Replicate the data exactly, every line included.

-----

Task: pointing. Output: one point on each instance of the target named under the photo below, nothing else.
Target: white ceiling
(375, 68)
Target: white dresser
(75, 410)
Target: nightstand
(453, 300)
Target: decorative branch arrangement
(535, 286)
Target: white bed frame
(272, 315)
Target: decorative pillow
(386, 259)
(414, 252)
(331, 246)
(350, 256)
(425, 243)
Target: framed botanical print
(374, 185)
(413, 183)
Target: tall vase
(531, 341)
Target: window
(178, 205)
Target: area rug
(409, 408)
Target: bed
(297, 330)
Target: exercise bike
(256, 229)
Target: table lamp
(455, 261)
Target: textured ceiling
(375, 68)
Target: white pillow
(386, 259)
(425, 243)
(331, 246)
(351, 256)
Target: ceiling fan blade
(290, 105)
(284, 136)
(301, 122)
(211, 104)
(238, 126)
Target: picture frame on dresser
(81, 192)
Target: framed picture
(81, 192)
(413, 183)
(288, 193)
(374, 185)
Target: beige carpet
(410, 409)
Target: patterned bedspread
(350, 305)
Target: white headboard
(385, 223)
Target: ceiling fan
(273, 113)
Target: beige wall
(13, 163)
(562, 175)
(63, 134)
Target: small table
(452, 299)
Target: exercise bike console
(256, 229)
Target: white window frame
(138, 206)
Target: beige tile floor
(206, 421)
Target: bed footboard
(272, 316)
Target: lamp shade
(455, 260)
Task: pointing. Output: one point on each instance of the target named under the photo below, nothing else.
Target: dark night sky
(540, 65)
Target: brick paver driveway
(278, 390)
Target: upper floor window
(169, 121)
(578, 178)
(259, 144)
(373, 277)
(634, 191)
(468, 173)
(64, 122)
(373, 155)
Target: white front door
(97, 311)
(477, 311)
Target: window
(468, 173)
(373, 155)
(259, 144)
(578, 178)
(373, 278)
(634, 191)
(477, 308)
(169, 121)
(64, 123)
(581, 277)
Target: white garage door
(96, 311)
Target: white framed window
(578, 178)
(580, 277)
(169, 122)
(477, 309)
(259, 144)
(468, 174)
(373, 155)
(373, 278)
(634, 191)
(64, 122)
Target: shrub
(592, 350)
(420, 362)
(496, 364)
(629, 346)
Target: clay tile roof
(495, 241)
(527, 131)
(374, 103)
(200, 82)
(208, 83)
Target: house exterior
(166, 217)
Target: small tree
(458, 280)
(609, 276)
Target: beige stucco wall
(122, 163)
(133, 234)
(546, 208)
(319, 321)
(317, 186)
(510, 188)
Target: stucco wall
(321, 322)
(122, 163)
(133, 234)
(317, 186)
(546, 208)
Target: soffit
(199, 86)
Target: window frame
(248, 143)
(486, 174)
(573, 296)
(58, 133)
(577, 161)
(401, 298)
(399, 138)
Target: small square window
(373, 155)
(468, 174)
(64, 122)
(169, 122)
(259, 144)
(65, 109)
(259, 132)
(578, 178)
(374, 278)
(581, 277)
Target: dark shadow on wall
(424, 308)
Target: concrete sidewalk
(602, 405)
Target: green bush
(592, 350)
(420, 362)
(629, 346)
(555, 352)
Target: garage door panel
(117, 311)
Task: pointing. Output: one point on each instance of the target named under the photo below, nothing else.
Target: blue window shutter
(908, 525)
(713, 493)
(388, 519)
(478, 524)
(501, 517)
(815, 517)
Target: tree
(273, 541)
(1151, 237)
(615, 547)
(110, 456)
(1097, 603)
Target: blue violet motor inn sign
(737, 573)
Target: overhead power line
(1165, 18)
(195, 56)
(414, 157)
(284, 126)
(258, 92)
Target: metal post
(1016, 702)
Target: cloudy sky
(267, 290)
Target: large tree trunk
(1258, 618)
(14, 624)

-----

* _Response_:
Task: pointing. Output: one point on each instance of the target named under the photo below, nothing else.
Target: white ceiling
(375, 68)
Target: white dresser
(75, 410)
Target: nightstand
(453, 300)
Target: decorative branch arrangement
(535, 286)
Target: white bed frame
(272, 315)
Target: decorative pillow
(386, 259)
(414, 252)
(331, 246)
(350, 256)
(425, 243)
Target: framed botanical print
(374, 185)
(413, 183)
Target: tall vase
(531, 341)
Target: window
(178, 205)
Target: area rug
(409, 408)
Target: bed
(297, 330)
Target: exercise bike
(256, 229)
Target: table lamp
(455, 261)
Target: textured ceiling
(375, 68)
Target: white pillow
(386, 259)
(425, 243)
(331, 246)
(351, 256)
Target: ceiling fan blade
(290, 105)
(284, 136)
(301, 122)
(211, 104)
(238, 126)
Target: picture frame on dresser
(81, 192)
Target: framed picture
(81, 192)
(413, 183)
(288, 193)
(374, 185)
Target: beige carpet
(410, 409)
Target: patterned bedspread
(350, 305)
Target: white headboard
(385, 223)
Target: ceiling fan
(273, 113)
Target: beige wall
(13, 163)
(562, 175)
(63, 134)
Target: small table
(452, 299)
Target: exercise bike console
(256, 229)
Target: white window frame
(138, 206)
Target: beige tile floor
(206, 421)
Target: bed footboard
(272, 316)
Target: lamp shade
(455, 260)
Task: pointing. Output: one point on each instance of the target named under the photo below, nothing else.
Target: dark night sky
(540, 65)
Target: brick paver driveway
(278, 390)
Target: upper floor window
(169, 121)
(578, 178)
(259, 144)
(373, 277)
(634, 191)
(468, 173)
(64, 122)
(373, 155)
Target: white front door
(97, 311)
(477, 311)
Target: window
(468, 173)
(373, 155)
(259, 144)
(578, 178)
(373, 278)
(634, 191)
(477, 308)
(169, 121)
(64, 123)
(581, 277)
Target: white garage door
(96, 311)
Target: white framed window
(578, 178)
(580, 277)
(169, 122)
(477, 309)
(259, 144)
(468, 174)
(373, 155)
(373, 278)
(634, 191)
(64, 122)
Target: shrub
(592, 350)
(420, 362)
(496, 364)
(629, 346)
Target: clay tile roof
(495, 241)
(527, 131)
(374, 103)
(200, 82)
(208, 83)
Target: house exterior
(166, 217)
Target: small tree
(458, 280)
(609, 276)
Target: beige stucco wall
(122, 163)
(133, 234)
(546, 208)
(319, 321)
(317, 186)
(510, 188)
Target: stucco wall
(321, 322)
(122, 163)
(133, 234)
(317, 186)
(546, 208)
Target: soffit
(199, 86)
Target: window frame
(248, 143)
(486, 174)
(573, 296)
(58, 133)
(577, 161)
(401, 298)
(399, 138)
Target: small square window
(373, 155)
(468, 174)
(64, 122)
(169, 122)
(259, 144)
(65, 109)
(259, 132)
(578, 178)
(374, 278)
(581, 277)
Target: dark shadow on wall
(424, 308)
Target: concrete sidewalk
(602, 405)
Target: green bush
(592, 350)
(420, 362)
(629, 346)
(555, 352)
Target: garage door panel
(117, 311)
Task: pointing. Output: one point on each instance of the target named under the photo below, nothing else.
Target: blue window shutter
(908, 525)
(713, 493)
(388, 519)
(478, 524)
(501, 517)
(815, 517)
Target: tree
(273, 541)
(1151, 237)
(615, 547)
(110, 456)
(1097, 603)
Target: blue violet motor inn sign
(737, 573)
Target: overhead power line
(1165, 18)
(195, 56)
(414, 157)
(284, 126)
(258, 92)
Target: metal post
(1016, 702)
Target: cloudy sky
(267, 290)
Target: large tree trunk
(1258, 618)
(14, 624)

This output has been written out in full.